### Material for this task:

· · ·

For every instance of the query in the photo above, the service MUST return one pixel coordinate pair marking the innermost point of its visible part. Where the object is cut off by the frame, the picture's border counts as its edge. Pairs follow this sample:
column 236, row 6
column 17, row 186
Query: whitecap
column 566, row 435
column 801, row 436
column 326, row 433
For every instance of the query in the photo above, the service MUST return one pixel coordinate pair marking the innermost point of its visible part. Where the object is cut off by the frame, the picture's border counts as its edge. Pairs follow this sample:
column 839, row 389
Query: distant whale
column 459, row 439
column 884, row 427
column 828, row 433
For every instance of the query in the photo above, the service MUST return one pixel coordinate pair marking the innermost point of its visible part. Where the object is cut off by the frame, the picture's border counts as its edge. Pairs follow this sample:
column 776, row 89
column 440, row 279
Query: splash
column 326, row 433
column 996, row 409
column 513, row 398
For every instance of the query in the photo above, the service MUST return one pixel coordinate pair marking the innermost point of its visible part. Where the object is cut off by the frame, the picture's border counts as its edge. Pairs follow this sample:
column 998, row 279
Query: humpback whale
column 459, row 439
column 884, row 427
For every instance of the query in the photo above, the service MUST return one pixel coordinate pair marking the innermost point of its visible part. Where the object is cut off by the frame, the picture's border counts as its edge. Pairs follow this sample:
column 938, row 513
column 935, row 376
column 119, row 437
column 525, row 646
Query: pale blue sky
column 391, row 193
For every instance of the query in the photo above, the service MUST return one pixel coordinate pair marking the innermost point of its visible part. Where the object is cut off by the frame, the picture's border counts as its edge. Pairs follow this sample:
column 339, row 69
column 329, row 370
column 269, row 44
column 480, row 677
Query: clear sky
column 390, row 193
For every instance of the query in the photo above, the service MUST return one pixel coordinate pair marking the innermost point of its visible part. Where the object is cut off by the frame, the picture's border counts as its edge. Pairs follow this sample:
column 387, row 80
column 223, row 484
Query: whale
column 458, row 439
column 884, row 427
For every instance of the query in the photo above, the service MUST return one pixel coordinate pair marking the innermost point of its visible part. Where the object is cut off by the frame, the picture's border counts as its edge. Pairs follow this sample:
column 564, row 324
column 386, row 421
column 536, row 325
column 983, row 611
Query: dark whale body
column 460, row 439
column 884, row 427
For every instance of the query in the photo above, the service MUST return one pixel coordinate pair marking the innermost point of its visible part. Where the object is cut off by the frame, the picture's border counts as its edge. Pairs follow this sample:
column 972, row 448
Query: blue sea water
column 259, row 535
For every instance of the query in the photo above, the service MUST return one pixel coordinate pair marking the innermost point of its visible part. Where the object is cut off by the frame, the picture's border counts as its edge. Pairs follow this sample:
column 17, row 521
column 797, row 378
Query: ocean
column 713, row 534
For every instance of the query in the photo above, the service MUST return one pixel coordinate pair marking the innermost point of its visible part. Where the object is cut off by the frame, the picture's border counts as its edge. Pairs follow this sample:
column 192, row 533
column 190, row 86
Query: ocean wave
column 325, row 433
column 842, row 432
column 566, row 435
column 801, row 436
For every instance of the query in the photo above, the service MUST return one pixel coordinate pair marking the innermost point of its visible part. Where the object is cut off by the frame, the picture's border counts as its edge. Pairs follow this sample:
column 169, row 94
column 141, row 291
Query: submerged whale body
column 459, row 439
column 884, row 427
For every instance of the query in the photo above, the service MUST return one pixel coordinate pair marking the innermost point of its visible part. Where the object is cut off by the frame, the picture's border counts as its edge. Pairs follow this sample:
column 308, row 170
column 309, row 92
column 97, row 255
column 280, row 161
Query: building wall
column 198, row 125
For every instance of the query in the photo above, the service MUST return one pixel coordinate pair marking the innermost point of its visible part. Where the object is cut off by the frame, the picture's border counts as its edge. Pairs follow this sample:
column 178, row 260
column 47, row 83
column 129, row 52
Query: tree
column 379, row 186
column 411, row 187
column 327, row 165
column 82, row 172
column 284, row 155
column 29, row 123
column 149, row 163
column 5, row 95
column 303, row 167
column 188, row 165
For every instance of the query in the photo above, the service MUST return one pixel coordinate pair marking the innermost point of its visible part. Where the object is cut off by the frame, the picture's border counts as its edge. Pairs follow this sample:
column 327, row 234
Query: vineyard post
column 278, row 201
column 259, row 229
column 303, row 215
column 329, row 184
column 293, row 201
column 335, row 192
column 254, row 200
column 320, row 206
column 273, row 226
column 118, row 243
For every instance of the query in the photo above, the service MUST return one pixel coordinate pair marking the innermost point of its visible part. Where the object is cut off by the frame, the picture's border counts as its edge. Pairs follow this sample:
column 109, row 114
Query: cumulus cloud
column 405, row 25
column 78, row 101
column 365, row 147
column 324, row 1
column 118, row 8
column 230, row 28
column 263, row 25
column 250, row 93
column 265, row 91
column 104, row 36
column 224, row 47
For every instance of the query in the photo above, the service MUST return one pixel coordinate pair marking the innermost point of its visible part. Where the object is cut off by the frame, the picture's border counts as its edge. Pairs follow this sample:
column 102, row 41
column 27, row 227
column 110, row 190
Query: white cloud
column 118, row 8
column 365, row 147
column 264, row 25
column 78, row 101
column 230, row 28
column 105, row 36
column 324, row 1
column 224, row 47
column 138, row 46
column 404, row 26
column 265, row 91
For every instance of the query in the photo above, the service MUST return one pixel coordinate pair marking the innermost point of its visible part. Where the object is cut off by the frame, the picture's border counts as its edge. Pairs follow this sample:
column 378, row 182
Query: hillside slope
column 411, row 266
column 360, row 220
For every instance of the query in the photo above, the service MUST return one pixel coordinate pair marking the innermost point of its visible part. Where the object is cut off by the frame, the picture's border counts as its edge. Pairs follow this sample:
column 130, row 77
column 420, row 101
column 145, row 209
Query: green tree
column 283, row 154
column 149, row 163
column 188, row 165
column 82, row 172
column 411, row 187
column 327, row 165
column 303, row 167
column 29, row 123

· · ·

### Work required:
An exact, complete copy of the records is the expected answer.

### Answer section:
For every instance of the query in the photo above, the service MUST return one pixel coordinate pair marking the innermost point of its visible part. Where the object is cut off by the frame, the picture's border counts as its edge. Pairs follow this sample:
column 236, row 6
column 17, row 186
Query: whitecap
column 566, row 435
column 801, row 436
column 326, row 433
For every instance of the query in the photo above, the service MUST return one pixel coordinate pair marking the innermost point of its visible part. Where the object is cut off by the frame, the picture's border counts as its edge. Pairs follow this sample:
column 839, row 389
Query: distant whale
column 459, row 439
column 884, row 427
column 828, row 433
For every instance of the query in the photo above, the service MUST return one pixel coordinate pair marking the innermost point of its visible part. Where the object is cut off by the frame, the picture's border counts as its edge. Pairs follow this sample:
column 776, row 89
column 440, row 279
Query: splash
column 326, row 433
column 996, row 409
column 513, row 398
For every instance of the query in the photo above, the service MUST return one pixel coordinate pair marking the innermost point of its visible part. Where the object is cut off by the frame, the picture's border counts as its edge. Pairs follow this sample:
column 998, row 279
Query: humpback whale
column 459, row 439
column 884, row 427
For every instance of the query in the photo above, the service MUST return one pixel coordinate pair marking the innermost point of its visible part. Where the object is cut off by the frame, the picture's border counts as its edge. Pairs follow this sample:
column 938, row 513
column 935, row 376
column 119, row 437
column 525, row 646
Query: pale blue sky
column 391, row 193
For every instance of the query in the photo above, the service MUST return one pixel coordinate pair marking the innermost point of its visible part. Where the object is cut off by the frame, the picture's border counts as its edge. Pairs follow this sample:
column 339, row 69
column 329, row 370
column 269, row 44
column 480, row 677
Query: clear sky
column 390, row 193
For every instance of the query in the photo above, the service MUST return one pixel coordinate pair marking the innermost point of its visible part. Where the object is cut off by the frame, the picture's border counts as its edge. Pairs follow this sample:
column 387, row 80
column 223, row 484
Query: whale
column 458, row 439
column 884, row 427
For every instance of the query in the photo above, the service MUST return one pixel coordinate pair marking the innermost point of its visible part. Where the object is cut off by the frame, the picture's border counts as its edge. Pairs follow this sample:
column 564, row 324
column 386, row 421
column 536, row 325
column 983, row 611
Query: dark whale body
column 460, row 439
column 884, row 427
For every instance of the query in the photo above, the service MUST return one pixel coordinate pair marking the innermost point of its visible part. Where the object is cut off by the frame, the picture's border counts as its edge. Pairs follow this sample:
column 972, row 448
Query: blue sea water
column 259, row 535
For every instance of the query in the photo above, the service MUST return one pixel coordinate pair marking the innermost point of its visible part. Where the object is cut off by the frame, the picture's border counts as its edge. Pairs follow this sample:
column 17, row 521
column 797, row 378
Query: ocean
column 713, row 534
For every instance of the query in the photo above, the service MUST return one pixel coordinate pair marking the innermost point of its visible part. Where the object is cut off by the frame, the picture's border counts as its edge. Pairs follow this sample:
column 192, row 533
column 190, row 86
Query: ocean wave
column 325, row 433
column 842, row 432
column 566, row 435
column 801, row 436
For every instance of the query in the photo above, the service MUST return one pixel coordinate pair marking the innermost point of its visible part. Where the object is cut off by the frame, the picture's border counts as its edge. Pairs follow this sample:
column 169, row 94
column 141, row 291
Query: submerged whale body
column 459, row 439
column 884, row 427
For every instance of the query in the photo above, the service MUST return one pixel coordinate pair marking the innermost point of its visible part. Where the object is cut off by the frame, the picture's border counts as its edge. Pairs follow this sample:
column 308, row 170
column 309, row 92
column 97, row 255
column 280, row 161
Query: building wall
column 198, row 125
For every instance of the query in the photo above, the service MUST return one pixel coordinate pair marking the innermost point of its visible part. Where the object is cut off by the frame, the picture's border counts as its edge. Pairs follow this sample:
column 178, row 260
column 47, row 83
column 129, row 52
Query: tree
column 379, row 186
column 411, row 187
column 327, row 165
column 82, row 172
column 284, row 155
column 29, row 123
column 149, row 163
column 5, row 95
column 303, row 167
column 188, row 165
For every instance of the query in the photo above, the service MUST return one pixel coordinate pair marking the innermost point of its visible part. Where the object is cut off by the frame, the picture's border counts as its edge. Pairs follow this sample:
column 327, row 234
Query: vineyard post
column 278, row 201
column 259, row 229
column 303, row 215
column 329, row 184
column 293, row 201
column 335, row 192
column 254, row 200
column 320, row 206
column 273, row 226
column 118, row 243
For every instance of the query in the photo above, the service MUST return one pixel coordinate pair marking the innermost point of its visible part. Where the object is cut off by the frame, the picture's border counts as its edge. Pairs follow this sample:
column 109, row 114
Query: cumulus cloud
column 405, row 25
column 78, row 101
column 365, row 147
column 324, row 1
column 118, row 8
column 230, row 28
column 263, row 25
column 250, row 93
column 265, row 91
column 104, row 36
column 224, row 47
For every instance of the query in the photo above, the service MUST return one pixel coordinate pair marking the innermost point of its visible part. Where the object is cut off by the frame, the picture's border counts as its edge. Pairs follow this sample:
column 102, row 41
column 27, row 227
column 110, row 190
Query: white cloud
column 118, row 8
column 365, row 147
column 264, row 25
column 78, row 101
column 230, row 28
column 105, row 36
column 324, row 1
column 224, row 47
column 138, row 46
column 404, row 26
column 265, row 91
For every instance of the query in the photo above, the service MUST return one pixel coordinate pair marking the innermost point of its visible part. Where the object is cut off by the frame, the picture's border counts as its edge. Pairs follow this sample:
column 378, row 182
Query: hillside slope
column 411, row 266
column 360, row 220
For every instance of the query in the photo above, the service MUST return one pixel coordinate pair marking the innermost point of its visible part. Where the object is cut off by the frame, the picture's border counts as its edge. Pairs follow this sample:
column 130, row 77
column 420, row 101
column 145, row 209
Query: green tree
column 283, row 154
column 149, row 163
column 188, row 165
column 82, row 172
column 411, row 187
column 327, row 165
column 303, row 167
column 29, row 123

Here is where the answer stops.